• Passage provided:

[Start of Attachment]

Two statistical methods were used to examine the quantitative repeatability of the processes performed on these two samples. The PCA plot indicated good homogeneity of the three replicates in each group (Figure S3A). The boxplot was used to evaluate the intensity distribution of the two samples. The smaller the relative standard deviation value (RSD), the better the repeatability (Figure S3B). Collectively, these results indicate that the data reproducibility was high for the two samples.

[End of Attachment]

• Dataset:
[Start of Attachment]

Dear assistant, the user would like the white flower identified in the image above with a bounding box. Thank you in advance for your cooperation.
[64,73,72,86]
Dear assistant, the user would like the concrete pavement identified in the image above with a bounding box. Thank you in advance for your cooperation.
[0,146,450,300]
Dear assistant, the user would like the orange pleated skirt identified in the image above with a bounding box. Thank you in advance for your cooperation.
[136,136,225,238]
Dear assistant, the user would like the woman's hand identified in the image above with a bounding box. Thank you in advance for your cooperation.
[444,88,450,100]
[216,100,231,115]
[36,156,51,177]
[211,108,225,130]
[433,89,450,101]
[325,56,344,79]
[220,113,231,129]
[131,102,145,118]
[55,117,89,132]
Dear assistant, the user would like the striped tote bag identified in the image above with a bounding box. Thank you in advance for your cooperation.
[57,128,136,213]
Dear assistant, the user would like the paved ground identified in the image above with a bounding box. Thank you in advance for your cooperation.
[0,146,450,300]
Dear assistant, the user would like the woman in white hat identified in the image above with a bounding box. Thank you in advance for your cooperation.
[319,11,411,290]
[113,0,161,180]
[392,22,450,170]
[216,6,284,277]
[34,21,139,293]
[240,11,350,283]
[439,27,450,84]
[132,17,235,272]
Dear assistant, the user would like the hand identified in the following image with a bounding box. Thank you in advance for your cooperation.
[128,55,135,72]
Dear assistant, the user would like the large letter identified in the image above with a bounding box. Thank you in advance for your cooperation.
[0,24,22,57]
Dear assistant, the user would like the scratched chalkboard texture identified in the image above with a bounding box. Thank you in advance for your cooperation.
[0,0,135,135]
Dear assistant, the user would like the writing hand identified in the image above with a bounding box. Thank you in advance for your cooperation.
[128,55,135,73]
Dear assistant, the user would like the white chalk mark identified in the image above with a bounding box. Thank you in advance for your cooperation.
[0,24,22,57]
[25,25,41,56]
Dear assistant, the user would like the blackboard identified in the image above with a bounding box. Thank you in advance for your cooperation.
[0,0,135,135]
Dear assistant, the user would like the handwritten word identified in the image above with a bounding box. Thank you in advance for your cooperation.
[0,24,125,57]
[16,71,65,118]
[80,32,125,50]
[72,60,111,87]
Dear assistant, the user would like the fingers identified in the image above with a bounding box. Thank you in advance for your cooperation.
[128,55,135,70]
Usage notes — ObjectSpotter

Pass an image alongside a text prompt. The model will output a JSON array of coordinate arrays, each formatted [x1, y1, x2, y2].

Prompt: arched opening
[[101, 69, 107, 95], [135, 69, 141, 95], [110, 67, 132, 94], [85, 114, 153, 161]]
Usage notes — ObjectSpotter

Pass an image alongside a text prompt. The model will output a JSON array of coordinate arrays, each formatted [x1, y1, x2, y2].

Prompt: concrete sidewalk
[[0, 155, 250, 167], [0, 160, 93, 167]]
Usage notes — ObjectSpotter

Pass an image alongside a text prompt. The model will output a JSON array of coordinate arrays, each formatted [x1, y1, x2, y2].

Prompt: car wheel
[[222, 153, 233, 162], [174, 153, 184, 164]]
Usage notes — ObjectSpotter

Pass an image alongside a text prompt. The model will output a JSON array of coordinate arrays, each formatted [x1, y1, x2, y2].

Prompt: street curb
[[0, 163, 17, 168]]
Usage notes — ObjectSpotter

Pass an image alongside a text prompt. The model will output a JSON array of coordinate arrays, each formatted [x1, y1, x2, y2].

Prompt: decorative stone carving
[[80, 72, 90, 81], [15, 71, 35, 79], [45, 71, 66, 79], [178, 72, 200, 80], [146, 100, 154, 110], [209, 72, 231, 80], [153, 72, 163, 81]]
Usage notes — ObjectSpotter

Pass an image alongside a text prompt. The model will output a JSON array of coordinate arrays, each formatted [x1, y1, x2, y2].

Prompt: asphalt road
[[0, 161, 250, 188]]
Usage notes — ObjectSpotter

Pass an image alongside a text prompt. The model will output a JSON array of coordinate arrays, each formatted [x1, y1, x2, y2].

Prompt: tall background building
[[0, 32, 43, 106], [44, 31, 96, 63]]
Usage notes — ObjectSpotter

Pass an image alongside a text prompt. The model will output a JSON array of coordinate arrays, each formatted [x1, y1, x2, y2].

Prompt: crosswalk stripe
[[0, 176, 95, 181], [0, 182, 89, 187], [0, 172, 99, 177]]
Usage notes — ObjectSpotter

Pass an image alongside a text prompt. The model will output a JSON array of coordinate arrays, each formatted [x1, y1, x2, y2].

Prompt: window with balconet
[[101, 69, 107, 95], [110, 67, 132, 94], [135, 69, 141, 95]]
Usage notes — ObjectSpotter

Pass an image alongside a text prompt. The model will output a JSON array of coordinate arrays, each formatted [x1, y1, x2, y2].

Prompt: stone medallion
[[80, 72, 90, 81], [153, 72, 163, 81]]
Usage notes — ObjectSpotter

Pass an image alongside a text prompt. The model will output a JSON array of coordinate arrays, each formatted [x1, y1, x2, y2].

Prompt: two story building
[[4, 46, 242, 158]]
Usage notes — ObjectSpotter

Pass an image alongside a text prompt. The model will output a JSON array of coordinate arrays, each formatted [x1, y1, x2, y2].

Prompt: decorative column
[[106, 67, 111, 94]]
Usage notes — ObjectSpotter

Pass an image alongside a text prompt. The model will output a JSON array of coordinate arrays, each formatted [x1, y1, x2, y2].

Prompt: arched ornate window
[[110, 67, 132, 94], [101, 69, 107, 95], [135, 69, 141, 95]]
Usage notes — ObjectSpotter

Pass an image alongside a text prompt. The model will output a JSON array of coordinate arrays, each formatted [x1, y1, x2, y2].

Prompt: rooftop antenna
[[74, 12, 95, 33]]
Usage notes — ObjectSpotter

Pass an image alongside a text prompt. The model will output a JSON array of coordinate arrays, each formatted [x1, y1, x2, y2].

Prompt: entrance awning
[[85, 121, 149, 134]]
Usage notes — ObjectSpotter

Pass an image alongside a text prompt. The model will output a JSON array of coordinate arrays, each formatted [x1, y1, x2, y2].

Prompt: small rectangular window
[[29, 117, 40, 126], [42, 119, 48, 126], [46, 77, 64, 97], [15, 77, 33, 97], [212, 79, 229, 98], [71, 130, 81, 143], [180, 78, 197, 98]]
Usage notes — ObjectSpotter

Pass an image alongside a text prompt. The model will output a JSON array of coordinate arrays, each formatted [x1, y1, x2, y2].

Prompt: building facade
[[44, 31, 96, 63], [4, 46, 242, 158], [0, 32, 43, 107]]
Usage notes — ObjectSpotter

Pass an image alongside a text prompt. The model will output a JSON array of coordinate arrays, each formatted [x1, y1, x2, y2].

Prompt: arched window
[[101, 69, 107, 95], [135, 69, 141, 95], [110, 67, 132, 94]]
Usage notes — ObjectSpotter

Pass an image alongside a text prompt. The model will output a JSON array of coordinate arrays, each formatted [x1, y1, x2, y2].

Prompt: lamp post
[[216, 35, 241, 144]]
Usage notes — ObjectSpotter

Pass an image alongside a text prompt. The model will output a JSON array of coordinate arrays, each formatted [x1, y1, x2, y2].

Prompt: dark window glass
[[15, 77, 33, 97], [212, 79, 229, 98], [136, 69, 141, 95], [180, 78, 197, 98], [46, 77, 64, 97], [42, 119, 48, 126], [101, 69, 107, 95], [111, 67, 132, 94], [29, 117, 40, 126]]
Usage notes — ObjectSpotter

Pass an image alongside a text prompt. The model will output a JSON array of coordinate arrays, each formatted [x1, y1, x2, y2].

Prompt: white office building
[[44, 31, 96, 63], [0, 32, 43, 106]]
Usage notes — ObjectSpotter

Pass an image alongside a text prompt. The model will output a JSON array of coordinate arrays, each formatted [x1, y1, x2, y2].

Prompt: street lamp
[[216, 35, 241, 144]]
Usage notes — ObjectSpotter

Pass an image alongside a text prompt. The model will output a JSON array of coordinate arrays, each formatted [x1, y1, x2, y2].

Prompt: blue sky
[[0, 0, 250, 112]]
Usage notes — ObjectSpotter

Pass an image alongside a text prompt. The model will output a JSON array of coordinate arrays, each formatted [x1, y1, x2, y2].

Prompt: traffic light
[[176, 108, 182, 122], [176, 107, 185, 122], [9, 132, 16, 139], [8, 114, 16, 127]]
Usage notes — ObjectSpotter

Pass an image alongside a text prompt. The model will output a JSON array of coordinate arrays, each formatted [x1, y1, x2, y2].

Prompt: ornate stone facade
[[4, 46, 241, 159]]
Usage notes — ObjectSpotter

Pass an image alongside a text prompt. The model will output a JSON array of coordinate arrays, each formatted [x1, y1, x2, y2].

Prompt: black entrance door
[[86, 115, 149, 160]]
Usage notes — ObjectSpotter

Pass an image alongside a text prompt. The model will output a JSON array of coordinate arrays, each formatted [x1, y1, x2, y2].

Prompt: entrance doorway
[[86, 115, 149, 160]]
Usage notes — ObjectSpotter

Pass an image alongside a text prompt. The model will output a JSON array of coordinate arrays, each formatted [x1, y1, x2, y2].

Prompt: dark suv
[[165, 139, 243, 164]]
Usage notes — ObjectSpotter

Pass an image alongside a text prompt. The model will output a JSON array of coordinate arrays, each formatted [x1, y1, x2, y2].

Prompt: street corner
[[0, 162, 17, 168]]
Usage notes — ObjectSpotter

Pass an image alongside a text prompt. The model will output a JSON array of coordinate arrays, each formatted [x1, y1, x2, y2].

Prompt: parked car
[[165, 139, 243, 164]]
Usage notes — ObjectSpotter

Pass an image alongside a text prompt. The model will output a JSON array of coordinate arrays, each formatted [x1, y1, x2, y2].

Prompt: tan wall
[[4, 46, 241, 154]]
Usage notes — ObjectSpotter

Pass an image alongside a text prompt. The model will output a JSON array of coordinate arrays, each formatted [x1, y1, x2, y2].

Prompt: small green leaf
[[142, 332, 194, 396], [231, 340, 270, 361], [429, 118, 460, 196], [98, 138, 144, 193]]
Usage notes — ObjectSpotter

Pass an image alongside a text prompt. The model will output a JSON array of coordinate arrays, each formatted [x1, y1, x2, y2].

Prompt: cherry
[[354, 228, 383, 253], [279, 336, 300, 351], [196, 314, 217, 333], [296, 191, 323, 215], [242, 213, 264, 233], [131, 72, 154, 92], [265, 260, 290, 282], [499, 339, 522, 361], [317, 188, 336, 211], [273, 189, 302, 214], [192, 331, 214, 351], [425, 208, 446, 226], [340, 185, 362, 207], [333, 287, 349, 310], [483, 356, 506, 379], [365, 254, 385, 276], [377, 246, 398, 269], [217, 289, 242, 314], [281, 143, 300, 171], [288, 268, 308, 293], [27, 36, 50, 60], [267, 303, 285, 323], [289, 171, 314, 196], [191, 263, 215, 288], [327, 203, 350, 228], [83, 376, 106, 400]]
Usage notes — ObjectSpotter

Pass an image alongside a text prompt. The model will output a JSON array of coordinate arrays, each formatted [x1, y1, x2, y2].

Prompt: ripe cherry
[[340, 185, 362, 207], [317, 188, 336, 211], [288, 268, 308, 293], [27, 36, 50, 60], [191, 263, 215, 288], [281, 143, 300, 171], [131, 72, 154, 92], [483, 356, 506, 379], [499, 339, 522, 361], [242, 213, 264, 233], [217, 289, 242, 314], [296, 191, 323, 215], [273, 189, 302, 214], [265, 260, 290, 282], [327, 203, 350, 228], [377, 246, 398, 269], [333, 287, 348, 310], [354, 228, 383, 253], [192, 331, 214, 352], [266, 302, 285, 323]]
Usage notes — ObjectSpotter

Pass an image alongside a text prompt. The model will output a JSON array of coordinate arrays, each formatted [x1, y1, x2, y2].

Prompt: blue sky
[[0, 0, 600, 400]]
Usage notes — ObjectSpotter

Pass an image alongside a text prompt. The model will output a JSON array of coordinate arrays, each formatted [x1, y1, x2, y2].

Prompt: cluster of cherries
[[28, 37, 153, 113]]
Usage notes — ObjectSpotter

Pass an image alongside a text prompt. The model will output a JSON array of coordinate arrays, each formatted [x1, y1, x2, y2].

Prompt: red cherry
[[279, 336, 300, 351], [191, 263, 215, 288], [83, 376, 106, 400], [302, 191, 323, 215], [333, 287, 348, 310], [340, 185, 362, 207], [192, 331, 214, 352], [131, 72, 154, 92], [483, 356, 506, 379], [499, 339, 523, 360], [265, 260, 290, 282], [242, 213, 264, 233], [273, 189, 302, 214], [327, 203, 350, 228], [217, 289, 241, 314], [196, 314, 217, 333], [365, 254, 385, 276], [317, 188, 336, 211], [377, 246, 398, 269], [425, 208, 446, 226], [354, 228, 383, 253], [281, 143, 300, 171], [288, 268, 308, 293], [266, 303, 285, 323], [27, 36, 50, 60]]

[End of Attachment]

• Work instructions:
• A. Rewrite the paragraph of the repeatability passage that begins "Two statistical methods were used" as a short bulleted list, keeping its main facts.
• B. Answer these questions from the repeatability passage:
(i) How many replicates were in each group on the PCA plot?
(ii) What did the boxplot evaluate?
(iii) What does a smaller RSD value indicate?
• C. Output the repeatability passage word for word from "Two statistical methods" up to and including "for the two samples.".
The listing comes from a separate source and is unrelated to the repeatability passage.

• Answers below:
• A.
- Two statistical methods checked the quantitative repeatability of the processes on two samples.
- PCA plot: the three replicates in each group showed good homogeneity (Figure S3A).
- Boxplot: assessed the intensity distribution of the two samples; a smaller relative standard deviation (RSD) means better repeatability (Figure S3B).
- Conclusion: data reproducibility was high for both samples.

• B.
(i) Three.
(ii) The intensity distribution of the two samples.
(iii) Better repeatability.

• C.
Two statistical methods were used to examine the quantitative repeatability of the processes performed on these two samples. The PCA plot indicated good homogeneity of the three replicates in each group (Figure S3A). The boxplot was used to evaluate the intensity distribution of the two samples. The smaller the relative standard deviation value (RSD), the better the repeatability (Figure S3B). Collectively, these results indicate that the data reproducibility was high for the two samples.